SELECTED EXTRACT:
────────────────────────────────────────
I want the same for a vector, which I assume would be like:

pub fn vec(&'a self) -> Vec<Value> {
match self {
        Value::Vector(v) => v.value,
        _ => Cow::Owned(Vector { value: vec![] }),
    }
}

First of all, to return a Cow from a function doesn't mean you have to store your data as a Cow. You can do this:

pub struct Vector<'a> {
    pub value: Vec<Value<'a>>,
}

pub enum Value<'a> {
    None,
    Float(Float),
    Text(Text<'a>),
    Vector(Vector<'a>),
}

And then your to_vec would look like this:

impl<'a> Value<'a> {
    pub fn to_vec(&'a self) -> Cow<'a, [Value<'a>]> {
        match self {
            Value::Vector(v) => Cow::Borrowed(&v.value),
            _ => Cow::Owned(Vec::new()),
        }
    }
}

Except that you still will have some problems with implementing ToOwned for Value<'a>, so this won't immediately work.
────────────────────────────────────────
Rewrite the part of the Cow answer that opens with the words "And then your" and closes with "won't immediately work.", swapping "to_vec" for "as_vec" throughout.

DATASET EXTRACT:
────────────────────────────────────────
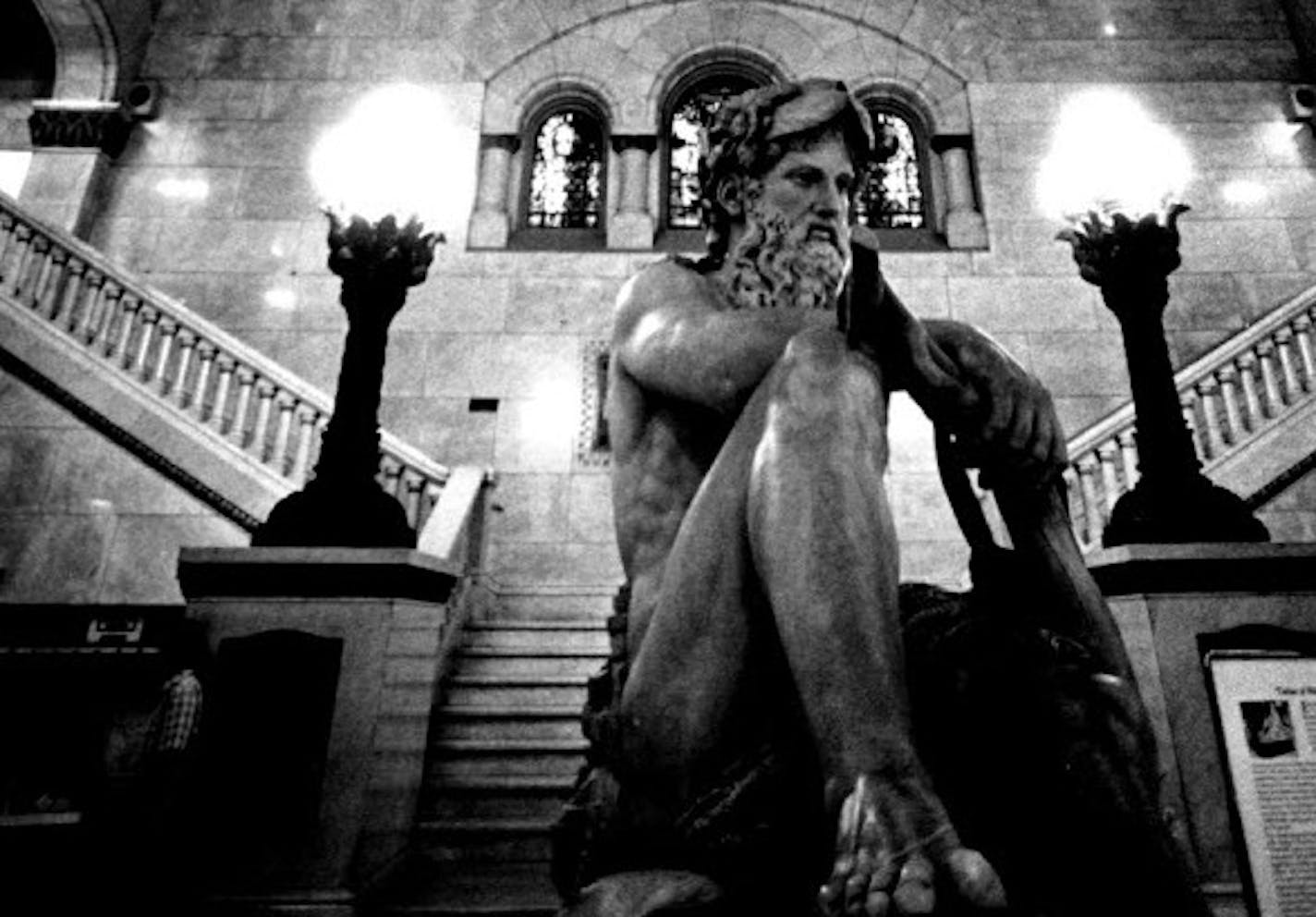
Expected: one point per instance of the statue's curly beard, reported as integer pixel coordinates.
────────────────────────────────────────
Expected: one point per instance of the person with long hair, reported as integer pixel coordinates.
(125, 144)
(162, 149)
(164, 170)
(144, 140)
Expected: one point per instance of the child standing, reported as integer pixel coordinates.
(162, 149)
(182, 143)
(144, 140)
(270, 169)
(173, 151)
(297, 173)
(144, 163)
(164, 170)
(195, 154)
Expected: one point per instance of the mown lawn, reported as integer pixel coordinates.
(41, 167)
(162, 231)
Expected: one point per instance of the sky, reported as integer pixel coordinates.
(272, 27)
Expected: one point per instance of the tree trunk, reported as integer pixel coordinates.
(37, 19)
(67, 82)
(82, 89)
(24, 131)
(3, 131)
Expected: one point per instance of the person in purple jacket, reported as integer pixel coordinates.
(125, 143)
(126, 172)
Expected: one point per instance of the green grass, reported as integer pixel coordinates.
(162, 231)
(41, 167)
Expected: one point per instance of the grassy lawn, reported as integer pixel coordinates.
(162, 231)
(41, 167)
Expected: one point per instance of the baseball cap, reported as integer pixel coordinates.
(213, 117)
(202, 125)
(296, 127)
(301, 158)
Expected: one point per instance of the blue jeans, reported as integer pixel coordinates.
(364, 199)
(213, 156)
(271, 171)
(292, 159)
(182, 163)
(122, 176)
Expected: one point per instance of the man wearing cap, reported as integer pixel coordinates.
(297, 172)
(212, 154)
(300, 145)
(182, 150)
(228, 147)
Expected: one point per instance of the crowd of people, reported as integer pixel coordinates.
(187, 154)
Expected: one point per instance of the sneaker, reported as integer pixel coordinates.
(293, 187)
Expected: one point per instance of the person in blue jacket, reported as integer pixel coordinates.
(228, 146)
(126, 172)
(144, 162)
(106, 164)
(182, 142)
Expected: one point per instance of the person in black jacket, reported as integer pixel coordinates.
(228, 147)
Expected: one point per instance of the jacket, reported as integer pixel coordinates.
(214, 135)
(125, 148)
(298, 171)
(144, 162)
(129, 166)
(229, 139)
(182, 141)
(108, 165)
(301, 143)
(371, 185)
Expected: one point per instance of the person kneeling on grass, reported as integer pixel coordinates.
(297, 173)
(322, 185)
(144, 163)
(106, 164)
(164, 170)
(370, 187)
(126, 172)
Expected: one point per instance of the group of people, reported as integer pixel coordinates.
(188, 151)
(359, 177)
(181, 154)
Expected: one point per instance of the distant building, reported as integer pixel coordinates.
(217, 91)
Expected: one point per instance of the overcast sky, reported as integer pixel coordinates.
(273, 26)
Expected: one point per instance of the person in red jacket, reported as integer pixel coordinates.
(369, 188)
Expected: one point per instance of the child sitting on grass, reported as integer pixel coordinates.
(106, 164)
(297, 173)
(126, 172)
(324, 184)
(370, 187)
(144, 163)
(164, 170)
────────────────────────────────────────
EXERCISE RESPONSE:
And then your as_vec would look like this:

impl<'a> Value<'a> {
    pub fn as_vec(&'a self) -> Cow<'a, [Value<'a>]> {
        match self {
            Value::Vector(v) => Cow::Borrowed(&v.value),
            _ => Cow::Owned(Vec::new()),
        }
    }
}

Except that you still will have some problems with implementing ToOwned for Value<'a>, so this won't immediately work.